[Dataset extracts labeled with boxes]
::::::
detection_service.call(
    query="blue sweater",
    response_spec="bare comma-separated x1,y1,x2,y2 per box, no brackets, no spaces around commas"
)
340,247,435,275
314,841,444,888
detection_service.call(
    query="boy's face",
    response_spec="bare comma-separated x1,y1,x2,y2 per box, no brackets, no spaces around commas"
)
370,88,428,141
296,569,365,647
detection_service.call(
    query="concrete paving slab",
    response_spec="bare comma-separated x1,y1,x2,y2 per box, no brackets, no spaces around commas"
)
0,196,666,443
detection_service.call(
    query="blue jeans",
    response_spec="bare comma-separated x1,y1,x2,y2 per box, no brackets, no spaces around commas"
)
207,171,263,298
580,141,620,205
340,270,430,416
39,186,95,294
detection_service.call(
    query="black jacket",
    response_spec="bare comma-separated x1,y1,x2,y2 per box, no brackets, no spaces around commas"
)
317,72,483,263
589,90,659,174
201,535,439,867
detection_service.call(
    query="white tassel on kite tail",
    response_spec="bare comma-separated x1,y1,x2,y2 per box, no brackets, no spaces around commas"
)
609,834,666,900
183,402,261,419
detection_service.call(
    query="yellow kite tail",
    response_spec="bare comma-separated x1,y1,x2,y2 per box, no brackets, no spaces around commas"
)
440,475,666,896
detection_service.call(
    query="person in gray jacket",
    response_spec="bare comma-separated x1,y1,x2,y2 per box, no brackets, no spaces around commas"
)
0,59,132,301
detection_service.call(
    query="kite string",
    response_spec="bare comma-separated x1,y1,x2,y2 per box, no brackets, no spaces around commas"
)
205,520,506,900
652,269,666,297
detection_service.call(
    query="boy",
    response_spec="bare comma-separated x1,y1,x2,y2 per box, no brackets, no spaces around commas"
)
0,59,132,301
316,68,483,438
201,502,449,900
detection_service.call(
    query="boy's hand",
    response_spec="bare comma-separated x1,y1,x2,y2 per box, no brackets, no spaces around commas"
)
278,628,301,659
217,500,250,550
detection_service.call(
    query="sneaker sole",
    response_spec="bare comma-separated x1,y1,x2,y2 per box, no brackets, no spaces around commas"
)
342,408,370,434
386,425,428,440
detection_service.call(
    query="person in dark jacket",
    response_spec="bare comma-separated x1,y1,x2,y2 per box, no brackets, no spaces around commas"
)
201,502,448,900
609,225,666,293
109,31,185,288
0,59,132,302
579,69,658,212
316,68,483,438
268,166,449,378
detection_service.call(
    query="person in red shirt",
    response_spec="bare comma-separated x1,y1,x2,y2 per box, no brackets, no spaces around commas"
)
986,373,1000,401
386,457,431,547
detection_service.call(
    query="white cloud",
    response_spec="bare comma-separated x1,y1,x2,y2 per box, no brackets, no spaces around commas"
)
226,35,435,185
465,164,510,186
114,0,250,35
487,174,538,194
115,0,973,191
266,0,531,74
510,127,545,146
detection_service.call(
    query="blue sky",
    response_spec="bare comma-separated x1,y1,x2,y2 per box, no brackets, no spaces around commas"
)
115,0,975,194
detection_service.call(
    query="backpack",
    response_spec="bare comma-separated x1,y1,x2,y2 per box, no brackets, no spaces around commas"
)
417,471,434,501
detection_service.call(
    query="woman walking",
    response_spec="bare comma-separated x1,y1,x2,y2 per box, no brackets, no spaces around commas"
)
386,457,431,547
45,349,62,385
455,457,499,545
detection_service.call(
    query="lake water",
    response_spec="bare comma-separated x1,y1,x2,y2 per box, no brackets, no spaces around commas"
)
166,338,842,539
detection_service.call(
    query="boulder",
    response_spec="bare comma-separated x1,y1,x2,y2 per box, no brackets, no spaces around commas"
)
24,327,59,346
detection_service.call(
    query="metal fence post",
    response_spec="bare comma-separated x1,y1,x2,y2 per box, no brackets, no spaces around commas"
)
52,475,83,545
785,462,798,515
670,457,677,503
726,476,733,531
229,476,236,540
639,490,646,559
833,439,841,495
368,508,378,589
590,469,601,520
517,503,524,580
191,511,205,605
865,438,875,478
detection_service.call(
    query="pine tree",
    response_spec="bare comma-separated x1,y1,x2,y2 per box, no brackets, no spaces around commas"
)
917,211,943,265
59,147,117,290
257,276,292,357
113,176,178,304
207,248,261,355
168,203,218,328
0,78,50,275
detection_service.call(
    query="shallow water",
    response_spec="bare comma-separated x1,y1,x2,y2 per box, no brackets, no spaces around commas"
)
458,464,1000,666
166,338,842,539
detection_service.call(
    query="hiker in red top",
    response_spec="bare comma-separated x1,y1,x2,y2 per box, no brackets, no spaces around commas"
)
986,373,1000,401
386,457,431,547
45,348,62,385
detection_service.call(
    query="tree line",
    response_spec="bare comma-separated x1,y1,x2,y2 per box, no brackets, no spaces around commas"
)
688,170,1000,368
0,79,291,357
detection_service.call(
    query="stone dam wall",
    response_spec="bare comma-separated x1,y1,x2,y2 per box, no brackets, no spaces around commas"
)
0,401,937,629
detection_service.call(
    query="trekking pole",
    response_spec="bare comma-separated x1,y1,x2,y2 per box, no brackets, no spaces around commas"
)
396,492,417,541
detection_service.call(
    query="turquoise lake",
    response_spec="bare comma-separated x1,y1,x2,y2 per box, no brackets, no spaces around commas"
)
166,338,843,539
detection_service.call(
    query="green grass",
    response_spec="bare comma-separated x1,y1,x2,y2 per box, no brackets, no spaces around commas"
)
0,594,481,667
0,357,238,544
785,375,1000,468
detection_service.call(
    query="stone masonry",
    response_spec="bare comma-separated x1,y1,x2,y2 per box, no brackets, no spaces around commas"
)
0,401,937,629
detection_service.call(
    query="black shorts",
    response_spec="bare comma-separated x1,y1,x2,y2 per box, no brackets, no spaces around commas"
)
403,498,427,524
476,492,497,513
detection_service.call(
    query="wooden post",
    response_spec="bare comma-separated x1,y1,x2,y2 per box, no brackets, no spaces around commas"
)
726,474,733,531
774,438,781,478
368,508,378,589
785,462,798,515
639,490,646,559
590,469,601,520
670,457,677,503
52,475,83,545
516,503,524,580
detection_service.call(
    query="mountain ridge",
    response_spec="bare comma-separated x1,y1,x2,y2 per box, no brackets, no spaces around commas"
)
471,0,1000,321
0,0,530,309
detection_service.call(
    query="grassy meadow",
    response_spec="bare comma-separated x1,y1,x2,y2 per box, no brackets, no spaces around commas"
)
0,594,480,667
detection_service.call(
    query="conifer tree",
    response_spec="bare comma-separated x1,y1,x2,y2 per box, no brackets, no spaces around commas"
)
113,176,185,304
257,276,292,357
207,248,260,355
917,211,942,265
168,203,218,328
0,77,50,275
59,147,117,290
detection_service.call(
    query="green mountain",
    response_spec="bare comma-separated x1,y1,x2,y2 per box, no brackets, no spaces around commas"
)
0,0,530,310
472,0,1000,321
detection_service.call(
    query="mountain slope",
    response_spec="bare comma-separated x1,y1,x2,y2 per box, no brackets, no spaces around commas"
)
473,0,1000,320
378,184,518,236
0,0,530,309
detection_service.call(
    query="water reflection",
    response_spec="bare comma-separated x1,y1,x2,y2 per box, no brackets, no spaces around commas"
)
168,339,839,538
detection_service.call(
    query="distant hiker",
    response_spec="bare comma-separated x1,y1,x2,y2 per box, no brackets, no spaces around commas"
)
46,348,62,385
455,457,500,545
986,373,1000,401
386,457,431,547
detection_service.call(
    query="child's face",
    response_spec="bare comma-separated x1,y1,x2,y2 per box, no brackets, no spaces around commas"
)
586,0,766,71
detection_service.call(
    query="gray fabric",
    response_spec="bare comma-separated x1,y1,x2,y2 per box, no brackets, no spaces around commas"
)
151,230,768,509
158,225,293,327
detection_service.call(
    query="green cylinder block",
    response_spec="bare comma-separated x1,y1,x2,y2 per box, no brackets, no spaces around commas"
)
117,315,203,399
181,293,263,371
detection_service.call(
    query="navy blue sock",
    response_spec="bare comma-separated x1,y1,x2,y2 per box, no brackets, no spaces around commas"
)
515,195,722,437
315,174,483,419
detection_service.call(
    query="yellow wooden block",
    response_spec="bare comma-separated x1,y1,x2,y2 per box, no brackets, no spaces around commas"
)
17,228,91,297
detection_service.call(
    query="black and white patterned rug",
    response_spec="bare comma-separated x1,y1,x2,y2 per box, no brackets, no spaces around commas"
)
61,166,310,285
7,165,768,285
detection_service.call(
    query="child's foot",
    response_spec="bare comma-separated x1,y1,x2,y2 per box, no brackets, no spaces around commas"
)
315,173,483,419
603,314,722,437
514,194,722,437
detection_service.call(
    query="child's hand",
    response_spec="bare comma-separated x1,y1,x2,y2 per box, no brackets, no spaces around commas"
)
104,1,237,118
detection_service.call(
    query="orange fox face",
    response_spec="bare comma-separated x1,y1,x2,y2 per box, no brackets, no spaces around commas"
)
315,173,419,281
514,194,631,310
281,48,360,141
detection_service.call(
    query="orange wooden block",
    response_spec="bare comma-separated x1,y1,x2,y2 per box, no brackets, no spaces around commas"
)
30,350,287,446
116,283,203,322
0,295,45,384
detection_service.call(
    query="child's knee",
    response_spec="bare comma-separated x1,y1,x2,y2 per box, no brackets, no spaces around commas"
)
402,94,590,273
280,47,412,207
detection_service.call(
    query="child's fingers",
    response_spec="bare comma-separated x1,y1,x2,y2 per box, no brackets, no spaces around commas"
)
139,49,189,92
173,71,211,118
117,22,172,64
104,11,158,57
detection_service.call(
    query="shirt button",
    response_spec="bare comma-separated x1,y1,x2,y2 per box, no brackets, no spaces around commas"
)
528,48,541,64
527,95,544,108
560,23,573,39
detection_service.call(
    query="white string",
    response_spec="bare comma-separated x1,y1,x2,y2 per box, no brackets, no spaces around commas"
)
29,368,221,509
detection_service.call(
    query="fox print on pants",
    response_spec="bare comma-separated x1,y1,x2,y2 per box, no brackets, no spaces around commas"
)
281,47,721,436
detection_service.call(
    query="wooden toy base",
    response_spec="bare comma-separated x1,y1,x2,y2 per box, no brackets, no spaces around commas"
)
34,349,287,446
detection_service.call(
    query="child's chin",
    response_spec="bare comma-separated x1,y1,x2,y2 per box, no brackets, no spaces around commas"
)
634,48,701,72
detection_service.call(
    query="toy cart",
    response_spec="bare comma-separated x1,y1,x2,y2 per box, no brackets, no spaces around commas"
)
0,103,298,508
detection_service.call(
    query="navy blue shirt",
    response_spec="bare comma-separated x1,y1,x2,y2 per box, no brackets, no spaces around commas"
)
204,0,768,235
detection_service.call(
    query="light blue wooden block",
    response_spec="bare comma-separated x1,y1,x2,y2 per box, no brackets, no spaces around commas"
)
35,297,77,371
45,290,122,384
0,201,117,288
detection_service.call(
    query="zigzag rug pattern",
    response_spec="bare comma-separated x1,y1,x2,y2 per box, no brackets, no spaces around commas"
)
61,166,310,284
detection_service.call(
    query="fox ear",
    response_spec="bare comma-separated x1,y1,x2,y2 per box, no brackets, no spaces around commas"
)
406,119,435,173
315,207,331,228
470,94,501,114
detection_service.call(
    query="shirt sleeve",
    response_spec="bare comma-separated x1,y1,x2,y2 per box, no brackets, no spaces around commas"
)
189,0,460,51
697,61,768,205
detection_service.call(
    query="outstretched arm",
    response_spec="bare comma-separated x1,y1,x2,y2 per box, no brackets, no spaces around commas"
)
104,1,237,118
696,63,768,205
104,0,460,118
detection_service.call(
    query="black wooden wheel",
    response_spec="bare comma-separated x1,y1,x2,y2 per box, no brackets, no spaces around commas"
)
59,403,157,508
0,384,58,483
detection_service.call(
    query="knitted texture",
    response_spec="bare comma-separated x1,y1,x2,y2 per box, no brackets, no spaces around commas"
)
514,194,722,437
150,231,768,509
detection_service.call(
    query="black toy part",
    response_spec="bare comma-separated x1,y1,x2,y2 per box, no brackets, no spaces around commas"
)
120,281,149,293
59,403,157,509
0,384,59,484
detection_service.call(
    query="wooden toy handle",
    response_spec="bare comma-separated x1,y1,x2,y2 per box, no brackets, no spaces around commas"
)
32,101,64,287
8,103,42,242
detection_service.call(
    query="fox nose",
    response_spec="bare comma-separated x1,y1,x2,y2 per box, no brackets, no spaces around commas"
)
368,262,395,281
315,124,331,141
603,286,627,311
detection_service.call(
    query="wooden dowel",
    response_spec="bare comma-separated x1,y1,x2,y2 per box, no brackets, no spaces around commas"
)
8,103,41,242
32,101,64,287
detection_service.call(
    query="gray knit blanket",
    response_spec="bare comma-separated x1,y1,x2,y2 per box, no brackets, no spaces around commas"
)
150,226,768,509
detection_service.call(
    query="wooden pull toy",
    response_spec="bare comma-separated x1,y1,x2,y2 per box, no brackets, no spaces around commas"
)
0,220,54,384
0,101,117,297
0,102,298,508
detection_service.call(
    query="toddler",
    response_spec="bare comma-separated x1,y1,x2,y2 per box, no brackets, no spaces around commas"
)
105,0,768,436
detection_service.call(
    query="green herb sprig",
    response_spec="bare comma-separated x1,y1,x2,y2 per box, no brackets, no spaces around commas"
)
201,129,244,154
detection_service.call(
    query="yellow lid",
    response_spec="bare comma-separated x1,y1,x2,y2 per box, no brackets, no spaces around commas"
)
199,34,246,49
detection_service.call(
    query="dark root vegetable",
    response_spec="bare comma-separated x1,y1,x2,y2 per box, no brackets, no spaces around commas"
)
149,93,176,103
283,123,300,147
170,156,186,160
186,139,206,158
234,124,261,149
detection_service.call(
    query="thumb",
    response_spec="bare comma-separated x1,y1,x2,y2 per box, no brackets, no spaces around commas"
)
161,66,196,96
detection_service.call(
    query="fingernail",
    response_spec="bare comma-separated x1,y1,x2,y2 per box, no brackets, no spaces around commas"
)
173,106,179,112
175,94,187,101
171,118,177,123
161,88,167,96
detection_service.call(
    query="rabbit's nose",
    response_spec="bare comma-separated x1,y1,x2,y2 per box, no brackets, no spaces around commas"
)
::::::
== The request ==
Reproduce the items from the first line through the line containing "39,186,95,294", replacing "blue jeans" with "denim trousers" and leaving everything else unchanged.

== Answer below ==
detection_service.call(
    query="blue sweater",
    response_spec="bare comma-separated x1,y1,x2,y2 per box, no brackets, no spaces around commas"
)
340,247,435,275
314,841,444,888
detection_service.call(
    query="boy's face",
    response_spec="bare comma-separated x1,y1,x2,y2 per box, no brackets, no spaces around commas"
)
370,88,428,141
296,569,365,647
detection_service.call(
    query="concrete paving slab",
    response_spec="bare comma-separated x1,y1,x2,y2 per box, no brackets, no spaces around commas"
)
0,196,666,443
detection_service.call(
    query="denim trousers",
    response_spec="bare comma-separated x1,y1,x2,y2 per box, no brackets, no spaces around commas"
)
207,171,263,298
580,141,620,205
340,270,430,416
39,186,95,294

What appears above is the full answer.